- _Work instruction_: Go through the entries and say how many lines contain the string "rocky". The number is the whole answer.

──────── Given information ────────

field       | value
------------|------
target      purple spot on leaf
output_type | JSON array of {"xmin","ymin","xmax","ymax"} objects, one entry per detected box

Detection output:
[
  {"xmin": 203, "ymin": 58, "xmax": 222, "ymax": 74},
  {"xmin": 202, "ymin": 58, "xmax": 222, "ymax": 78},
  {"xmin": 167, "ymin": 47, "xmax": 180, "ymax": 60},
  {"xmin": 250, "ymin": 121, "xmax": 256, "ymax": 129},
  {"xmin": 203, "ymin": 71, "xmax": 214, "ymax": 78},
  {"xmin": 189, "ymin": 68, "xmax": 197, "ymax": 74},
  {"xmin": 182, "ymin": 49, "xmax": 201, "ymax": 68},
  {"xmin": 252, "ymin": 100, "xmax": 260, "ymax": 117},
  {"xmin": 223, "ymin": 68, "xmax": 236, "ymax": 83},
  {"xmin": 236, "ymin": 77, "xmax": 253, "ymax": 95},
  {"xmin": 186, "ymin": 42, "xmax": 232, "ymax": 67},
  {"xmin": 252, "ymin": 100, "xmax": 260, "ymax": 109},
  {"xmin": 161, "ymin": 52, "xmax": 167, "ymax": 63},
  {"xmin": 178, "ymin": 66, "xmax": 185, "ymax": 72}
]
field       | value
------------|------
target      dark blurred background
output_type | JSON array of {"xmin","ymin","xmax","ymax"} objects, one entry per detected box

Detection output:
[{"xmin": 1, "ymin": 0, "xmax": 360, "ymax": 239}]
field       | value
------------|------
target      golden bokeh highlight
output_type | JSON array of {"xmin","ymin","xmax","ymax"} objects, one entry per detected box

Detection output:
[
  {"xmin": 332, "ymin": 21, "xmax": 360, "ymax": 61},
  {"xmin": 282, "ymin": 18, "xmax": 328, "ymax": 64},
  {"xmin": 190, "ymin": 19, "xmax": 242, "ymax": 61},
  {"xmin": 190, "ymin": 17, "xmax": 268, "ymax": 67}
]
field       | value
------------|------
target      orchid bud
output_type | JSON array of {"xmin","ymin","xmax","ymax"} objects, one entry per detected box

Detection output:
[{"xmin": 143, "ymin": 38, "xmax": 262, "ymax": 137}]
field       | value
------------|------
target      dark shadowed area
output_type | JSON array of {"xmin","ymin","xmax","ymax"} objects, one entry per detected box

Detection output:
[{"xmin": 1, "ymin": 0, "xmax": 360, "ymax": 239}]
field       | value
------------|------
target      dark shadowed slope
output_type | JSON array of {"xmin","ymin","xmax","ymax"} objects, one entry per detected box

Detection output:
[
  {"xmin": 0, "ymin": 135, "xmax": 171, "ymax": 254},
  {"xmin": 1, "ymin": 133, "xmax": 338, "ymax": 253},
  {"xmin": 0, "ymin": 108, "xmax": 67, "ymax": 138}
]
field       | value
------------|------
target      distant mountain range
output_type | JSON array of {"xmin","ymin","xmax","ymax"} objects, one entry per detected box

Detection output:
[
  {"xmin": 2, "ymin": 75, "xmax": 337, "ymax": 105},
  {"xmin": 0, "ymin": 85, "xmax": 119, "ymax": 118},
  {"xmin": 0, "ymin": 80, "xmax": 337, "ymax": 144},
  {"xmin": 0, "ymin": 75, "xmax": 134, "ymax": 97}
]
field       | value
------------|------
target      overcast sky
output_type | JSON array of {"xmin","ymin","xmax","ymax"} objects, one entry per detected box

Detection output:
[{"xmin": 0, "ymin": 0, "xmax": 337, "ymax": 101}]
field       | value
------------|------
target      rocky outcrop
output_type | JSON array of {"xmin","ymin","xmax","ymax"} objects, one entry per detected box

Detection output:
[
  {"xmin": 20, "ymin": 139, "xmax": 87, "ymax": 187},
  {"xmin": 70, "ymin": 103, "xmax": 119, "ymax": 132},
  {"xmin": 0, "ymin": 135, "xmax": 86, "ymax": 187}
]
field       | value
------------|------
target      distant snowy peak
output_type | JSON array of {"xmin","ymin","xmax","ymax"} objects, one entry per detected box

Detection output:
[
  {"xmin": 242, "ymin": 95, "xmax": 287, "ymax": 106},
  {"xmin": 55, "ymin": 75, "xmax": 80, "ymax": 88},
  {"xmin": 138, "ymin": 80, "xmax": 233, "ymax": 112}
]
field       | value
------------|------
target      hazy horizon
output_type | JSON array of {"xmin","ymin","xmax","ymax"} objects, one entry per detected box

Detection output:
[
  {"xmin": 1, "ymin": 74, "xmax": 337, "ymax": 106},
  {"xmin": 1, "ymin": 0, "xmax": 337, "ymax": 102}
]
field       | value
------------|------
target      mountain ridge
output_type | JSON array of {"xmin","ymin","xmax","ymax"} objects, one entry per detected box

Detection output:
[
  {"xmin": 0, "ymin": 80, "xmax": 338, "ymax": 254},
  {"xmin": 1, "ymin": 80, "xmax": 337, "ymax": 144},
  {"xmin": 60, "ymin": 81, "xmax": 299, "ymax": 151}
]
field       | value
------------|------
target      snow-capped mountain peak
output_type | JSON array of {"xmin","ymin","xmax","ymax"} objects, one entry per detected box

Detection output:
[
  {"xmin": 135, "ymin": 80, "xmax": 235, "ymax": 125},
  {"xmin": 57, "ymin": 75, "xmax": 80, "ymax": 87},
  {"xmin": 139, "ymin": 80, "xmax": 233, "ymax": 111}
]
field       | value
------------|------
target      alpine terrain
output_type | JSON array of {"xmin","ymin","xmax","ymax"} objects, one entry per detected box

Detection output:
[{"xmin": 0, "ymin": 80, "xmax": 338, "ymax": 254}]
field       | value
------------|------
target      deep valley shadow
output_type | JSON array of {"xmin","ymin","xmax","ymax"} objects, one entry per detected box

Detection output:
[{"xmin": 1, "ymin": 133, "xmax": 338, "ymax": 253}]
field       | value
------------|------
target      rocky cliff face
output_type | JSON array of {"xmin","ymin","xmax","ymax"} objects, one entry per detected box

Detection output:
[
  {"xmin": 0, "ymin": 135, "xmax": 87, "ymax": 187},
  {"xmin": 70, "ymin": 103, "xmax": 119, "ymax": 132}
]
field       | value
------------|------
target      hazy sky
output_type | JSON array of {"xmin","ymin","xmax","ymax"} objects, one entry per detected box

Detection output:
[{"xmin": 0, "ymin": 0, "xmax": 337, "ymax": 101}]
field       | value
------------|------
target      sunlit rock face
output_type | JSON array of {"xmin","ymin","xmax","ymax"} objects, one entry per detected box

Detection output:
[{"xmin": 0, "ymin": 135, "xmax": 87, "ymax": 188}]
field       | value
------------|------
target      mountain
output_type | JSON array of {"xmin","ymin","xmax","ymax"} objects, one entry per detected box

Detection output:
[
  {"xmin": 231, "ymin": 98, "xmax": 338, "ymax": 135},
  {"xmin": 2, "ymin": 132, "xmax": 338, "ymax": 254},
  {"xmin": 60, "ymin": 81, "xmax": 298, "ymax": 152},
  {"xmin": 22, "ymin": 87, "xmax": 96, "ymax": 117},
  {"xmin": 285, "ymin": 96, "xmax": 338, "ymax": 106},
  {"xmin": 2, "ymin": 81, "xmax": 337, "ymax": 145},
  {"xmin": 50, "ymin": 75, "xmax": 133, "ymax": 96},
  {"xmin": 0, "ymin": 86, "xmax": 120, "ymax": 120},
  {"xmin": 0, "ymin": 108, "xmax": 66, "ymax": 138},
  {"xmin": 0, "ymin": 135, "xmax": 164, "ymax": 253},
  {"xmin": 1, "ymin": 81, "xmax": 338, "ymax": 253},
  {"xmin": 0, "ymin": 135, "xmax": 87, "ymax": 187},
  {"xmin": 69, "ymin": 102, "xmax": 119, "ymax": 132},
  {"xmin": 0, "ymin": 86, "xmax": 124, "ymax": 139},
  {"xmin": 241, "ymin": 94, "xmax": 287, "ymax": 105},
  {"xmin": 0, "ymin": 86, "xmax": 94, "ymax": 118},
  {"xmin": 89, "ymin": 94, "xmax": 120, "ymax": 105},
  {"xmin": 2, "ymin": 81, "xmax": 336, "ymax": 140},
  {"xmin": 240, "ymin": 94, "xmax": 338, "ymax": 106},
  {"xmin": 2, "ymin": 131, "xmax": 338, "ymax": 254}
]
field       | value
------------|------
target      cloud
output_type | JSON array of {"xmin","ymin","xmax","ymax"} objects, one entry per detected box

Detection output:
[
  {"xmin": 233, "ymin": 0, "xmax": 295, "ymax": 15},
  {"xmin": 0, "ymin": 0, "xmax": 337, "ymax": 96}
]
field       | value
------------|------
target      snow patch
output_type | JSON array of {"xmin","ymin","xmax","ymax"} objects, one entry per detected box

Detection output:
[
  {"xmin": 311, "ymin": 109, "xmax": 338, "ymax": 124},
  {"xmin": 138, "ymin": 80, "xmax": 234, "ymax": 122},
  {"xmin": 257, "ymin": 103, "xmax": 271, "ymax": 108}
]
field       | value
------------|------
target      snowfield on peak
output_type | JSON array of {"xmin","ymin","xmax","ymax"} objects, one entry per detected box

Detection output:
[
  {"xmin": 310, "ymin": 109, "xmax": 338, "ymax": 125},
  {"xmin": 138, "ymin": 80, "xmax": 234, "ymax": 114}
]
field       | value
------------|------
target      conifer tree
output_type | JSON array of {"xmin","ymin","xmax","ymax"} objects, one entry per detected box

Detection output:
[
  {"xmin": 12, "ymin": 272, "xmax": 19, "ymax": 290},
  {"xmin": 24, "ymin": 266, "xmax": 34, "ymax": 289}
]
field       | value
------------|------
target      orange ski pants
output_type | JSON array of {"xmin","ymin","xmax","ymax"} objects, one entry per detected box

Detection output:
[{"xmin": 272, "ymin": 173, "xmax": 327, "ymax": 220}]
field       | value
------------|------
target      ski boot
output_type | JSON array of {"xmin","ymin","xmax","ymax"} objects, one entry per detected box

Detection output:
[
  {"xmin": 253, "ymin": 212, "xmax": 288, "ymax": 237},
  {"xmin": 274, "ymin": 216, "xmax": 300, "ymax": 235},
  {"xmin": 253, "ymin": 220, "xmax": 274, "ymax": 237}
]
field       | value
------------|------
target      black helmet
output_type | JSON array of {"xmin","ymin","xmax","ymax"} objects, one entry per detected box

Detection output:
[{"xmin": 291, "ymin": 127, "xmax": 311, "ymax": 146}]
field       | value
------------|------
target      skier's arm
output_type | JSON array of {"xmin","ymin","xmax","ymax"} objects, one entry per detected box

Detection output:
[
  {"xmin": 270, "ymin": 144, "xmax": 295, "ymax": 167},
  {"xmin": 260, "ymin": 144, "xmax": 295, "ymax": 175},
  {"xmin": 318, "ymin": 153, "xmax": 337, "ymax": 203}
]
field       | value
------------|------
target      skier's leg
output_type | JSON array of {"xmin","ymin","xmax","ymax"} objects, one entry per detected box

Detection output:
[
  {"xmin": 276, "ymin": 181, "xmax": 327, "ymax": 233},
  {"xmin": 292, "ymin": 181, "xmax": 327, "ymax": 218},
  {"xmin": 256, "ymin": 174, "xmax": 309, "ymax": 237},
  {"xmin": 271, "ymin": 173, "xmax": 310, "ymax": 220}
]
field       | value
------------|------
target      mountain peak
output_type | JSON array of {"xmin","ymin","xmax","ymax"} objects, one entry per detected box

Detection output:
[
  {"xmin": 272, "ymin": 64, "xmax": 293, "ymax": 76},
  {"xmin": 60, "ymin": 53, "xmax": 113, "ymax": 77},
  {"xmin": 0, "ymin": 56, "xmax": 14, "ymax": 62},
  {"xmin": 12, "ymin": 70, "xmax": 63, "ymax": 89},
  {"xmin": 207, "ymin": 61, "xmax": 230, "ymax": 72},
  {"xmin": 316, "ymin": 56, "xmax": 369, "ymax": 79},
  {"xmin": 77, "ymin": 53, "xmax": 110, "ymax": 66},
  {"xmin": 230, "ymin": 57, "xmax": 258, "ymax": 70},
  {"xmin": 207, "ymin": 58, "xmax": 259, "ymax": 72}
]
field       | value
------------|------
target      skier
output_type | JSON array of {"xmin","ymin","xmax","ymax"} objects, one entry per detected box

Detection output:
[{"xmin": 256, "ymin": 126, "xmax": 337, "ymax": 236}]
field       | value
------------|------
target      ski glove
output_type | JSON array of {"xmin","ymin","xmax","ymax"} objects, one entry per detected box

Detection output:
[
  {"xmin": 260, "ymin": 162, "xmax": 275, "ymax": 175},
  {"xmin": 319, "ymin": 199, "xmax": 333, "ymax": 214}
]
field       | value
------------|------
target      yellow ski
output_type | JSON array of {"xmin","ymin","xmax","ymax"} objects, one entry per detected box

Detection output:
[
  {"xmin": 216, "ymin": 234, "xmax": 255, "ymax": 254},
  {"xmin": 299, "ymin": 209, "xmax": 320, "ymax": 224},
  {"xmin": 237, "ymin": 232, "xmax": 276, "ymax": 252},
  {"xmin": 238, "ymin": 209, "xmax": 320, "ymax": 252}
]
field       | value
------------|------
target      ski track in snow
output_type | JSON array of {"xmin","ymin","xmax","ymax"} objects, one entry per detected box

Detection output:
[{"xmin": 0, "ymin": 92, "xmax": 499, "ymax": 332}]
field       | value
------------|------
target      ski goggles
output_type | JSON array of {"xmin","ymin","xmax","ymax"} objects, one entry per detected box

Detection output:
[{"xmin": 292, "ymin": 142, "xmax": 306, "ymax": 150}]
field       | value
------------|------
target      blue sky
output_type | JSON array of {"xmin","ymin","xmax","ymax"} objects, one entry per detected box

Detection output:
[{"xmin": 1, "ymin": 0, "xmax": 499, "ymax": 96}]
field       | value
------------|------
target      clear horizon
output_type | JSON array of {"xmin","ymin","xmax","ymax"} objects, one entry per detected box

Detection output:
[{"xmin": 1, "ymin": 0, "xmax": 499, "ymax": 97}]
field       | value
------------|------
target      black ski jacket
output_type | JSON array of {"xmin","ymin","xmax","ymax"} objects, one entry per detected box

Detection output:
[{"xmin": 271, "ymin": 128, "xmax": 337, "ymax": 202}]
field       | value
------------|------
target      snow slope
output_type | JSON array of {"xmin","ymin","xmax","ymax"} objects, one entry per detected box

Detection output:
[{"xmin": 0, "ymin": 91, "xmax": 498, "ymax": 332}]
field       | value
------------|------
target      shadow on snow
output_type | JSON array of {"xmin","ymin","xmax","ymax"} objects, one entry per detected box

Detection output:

────────

- _Finished exercise_: 2